■ Фрагмент документа:

━━━━━━━━━━━━━━━━━━━━━━━━━━━━━━

Кляйн пишет: «Он начинал рисовать, не имея никакого предварительного плана, и часто удивлялся тому, что получалось». Еще бы! Руку с карандашом направлял всемогущий Ид, создавая рисунок, неясный для самого Ричарда, но хорошо понятный Кляйн, знакомой с матчастью. Уж не сама ли она нарисовала шесть этих узоров? Каждый рисунок был соотнесен с обстоятельствами Второй мировой войны и, одновременно, — с определенной фазой состояния ребенка, в зависимости от которой Кляйн видела в узоре то гениталии отца («Ну и рисунки у вас, доктор!»), то синюю птицу-мать…

«Узор 1 выражал его тревогу за тело матери, подвергавшегося нападению плохого Гитлера-отца (бомбы, грозы, ядовитые поганки)… Вся империя означала тело матери, оно было проткнуто его собственными гениталиями. На узоре 1, однако, прокол осуществлялся тремя гениталиями, представлявшими трех мужчин в семье: отца, брата и его собственными… На той сессии Ричард выразил свой ужас перед половым актом. К фантазии о разрушении, угрожавшем его матери со стороны плохого отца, добавилась угроза ей от агрессии Ричарда, поскольку он идентифицировал себя со своим плохим отцом. Его брат также выступал как нападавший. На данном рисунке его мама (голубой цвет) содержит в себе плохих мужчин или, в конечном итоге, их плохие гениталии; поэтому ее тело подвергается опасности…» [Там же. С. 43].

━━━━━━━━━━━━━━━━━━━━━━━━━━━━━━

■ Строки набора данных:
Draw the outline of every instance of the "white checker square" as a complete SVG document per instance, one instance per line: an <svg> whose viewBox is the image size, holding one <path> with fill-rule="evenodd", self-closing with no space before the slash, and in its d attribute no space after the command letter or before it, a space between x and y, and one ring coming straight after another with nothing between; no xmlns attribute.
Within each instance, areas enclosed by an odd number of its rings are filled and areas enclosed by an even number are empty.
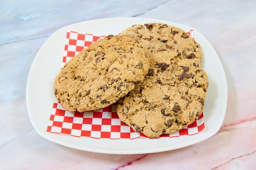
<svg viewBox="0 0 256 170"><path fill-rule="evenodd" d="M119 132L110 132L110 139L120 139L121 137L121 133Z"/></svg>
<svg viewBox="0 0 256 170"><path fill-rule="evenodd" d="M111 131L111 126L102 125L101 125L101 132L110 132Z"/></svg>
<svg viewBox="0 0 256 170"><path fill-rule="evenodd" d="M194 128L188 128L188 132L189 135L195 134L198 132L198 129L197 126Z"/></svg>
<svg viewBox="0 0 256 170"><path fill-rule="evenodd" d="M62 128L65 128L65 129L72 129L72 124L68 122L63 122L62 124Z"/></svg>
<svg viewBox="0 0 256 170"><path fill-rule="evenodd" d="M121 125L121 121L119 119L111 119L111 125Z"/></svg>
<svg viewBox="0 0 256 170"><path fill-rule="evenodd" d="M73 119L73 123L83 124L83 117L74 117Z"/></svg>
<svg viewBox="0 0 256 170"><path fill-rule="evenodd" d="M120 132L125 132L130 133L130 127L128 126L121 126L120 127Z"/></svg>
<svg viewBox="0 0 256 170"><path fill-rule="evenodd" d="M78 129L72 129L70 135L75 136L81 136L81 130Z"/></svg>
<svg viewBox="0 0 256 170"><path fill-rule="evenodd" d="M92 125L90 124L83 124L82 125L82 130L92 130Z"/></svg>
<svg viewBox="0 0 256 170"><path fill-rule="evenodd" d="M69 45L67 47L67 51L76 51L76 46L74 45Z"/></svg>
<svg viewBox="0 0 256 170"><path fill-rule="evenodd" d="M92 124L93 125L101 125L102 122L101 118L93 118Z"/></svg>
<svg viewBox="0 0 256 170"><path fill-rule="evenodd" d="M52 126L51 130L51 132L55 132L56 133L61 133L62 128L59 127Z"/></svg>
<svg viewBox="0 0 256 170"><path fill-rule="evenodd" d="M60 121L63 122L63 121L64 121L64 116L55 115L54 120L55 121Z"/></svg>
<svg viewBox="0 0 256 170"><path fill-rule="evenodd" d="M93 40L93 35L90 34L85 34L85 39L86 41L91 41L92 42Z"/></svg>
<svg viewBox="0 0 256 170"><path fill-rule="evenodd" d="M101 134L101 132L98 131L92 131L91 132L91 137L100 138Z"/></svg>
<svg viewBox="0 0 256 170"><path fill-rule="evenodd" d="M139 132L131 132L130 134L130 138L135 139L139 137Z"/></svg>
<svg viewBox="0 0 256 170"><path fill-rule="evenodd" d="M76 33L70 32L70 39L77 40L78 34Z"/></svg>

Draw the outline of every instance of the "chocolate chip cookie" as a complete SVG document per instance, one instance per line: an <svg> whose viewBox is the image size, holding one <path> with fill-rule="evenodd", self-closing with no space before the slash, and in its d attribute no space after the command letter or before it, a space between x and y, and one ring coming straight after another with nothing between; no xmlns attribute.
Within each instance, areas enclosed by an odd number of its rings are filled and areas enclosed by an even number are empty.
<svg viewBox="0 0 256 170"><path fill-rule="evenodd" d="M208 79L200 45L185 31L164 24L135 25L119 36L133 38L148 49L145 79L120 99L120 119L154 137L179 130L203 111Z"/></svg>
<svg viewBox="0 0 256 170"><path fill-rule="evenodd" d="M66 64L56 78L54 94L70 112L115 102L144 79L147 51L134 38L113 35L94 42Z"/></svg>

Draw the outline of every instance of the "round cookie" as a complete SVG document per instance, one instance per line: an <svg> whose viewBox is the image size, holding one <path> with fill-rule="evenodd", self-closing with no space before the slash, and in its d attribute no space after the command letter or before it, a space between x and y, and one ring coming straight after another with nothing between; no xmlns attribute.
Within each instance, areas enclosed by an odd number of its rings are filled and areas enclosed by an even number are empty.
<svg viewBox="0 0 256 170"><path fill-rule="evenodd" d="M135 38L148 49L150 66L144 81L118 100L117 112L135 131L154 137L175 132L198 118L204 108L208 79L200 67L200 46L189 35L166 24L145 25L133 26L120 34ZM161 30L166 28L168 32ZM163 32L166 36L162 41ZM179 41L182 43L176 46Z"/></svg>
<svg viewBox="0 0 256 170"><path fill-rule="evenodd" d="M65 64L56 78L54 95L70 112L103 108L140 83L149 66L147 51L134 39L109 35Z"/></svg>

━━━━━━━━━━━━━━━━━━━━━━━━━━━━━━

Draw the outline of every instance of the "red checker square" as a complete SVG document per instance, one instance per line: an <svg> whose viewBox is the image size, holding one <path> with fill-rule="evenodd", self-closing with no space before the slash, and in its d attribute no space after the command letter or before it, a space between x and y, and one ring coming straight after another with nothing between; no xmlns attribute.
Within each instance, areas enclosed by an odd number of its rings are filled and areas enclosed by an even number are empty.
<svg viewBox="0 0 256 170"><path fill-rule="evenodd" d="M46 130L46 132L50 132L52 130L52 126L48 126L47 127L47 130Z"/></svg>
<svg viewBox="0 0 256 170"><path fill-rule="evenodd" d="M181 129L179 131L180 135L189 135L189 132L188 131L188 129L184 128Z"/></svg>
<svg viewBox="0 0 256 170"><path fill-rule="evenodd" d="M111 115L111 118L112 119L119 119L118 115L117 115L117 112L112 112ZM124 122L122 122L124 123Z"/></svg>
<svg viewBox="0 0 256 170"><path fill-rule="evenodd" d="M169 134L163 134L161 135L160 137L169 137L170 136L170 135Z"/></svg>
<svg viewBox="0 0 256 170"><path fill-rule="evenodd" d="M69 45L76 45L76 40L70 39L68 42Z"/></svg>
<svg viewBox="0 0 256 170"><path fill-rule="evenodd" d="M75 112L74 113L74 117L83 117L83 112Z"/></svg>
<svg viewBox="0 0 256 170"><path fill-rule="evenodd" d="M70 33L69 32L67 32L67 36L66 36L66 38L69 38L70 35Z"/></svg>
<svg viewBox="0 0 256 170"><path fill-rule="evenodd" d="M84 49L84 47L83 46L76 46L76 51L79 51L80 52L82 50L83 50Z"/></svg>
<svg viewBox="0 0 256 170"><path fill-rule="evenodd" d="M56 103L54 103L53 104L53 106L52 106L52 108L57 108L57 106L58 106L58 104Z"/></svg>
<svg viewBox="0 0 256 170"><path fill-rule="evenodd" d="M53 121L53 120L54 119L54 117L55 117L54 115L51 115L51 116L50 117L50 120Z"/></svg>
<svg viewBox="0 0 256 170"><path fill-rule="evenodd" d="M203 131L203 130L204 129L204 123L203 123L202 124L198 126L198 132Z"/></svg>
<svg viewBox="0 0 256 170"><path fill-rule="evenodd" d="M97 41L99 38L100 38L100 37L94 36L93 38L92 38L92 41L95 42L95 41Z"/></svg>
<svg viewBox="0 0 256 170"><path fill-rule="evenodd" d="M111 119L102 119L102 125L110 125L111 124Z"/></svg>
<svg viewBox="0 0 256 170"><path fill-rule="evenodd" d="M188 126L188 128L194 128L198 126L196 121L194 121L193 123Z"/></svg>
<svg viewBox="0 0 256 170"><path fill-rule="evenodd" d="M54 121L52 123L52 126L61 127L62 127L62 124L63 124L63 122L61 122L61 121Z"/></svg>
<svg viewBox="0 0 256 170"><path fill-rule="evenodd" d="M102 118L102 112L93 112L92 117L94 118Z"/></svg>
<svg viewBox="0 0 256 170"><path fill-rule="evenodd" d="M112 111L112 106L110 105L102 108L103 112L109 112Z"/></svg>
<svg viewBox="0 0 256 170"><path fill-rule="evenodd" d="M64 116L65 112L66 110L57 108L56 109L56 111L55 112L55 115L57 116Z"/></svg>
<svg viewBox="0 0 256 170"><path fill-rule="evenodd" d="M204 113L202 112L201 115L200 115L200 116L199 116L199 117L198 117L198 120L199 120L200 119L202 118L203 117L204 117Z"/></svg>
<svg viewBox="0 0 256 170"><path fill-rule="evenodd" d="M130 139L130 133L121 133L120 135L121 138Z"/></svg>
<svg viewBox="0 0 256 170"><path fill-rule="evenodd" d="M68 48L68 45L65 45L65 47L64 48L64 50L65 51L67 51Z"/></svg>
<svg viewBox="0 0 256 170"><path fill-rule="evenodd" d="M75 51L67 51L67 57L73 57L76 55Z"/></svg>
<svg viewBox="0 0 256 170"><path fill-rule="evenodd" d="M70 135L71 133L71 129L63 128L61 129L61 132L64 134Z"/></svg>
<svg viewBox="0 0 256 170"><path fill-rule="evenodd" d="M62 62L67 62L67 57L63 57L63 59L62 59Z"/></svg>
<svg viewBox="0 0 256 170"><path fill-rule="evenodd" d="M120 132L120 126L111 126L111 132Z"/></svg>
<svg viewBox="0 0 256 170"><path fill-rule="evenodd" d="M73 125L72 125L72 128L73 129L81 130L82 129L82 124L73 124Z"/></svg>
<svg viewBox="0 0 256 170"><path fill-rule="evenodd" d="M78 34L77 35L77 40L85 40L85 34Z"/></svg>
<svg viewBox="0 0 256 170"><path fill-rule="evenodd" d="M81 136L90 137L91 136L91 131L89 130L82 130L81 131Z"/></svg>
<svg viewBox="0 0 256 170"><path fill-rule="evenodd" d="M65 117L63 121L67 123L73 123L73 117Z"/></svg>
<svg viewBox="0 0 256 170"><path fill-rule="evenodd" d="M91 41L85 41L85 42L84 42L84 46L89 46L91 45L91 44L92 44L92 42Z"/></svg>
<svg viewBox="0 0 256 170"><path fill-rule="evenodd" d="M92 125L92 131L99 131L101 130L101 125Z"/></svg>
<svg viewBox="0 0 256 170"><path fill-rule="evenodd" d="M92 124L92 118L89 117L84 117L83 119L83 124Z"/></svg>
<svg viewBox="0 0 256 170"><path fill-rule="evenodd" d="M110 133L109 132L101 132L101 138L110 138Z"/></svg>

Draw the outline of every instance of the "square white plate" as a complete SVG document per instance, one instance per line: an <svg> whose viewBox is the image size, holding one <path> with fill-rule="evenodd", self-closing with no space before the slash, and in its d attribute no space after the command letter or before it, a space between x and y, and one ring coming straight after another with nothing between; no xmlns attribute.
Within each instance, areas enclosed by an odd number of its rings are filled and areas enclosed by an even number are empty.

━━━━━━━━━━━━━━━━━━━━━━━━━━━━━━

■ Задание 1: Каким цветом на рисунке обозначена мама Ричарда, согласно отрывку о рисунках Ричарда?
■ Задание 2: Продолжите отрывок о рисунках Ричарда с того места, на котором он заканчивается.

■ Ответ 1: Голубым цветом.

■ Ответ 2:
Рисунок Ричарда

Далее, по ходу военных действий, возникают альянсы стран, направленные на подавление «Гитлера-отца»: «Узор 4… Раскрашивая голубые сегменты, Ричард стал напевать национальный гимн и объяснил мне, что его мама была королевой, а он сам — королем. Ричард стал отцом и приобрел гениталии могущественного отца. Когда он закончил рисунок и посмотрел на него, то сказал, что в нем было «много мамы» и его самого, так что они «действительно могли побить папу». Он показал мне, что в рисунке было «мало плохого папы» (черного цвета). Поскольку отец был превращен в безобидного младенца, то уже не было, как кажется, необходимости побеждать его… Раскрашивая фиолетовые сегменты, Ричард напевал норвежский и бельгийский гимны и произнес: «Он нормальный». Малое количество фиолетовых сегментов (по сравнению с голубыми и красными) указывает, что его брат тоже был превращен в маленького ребенка. Напевание гимнов двух малых стран-союзниц показало мне, что слова «он нормальный» относились к его отцу и брату, ставшими безобидными детьми…» [Там же. С. 60–62].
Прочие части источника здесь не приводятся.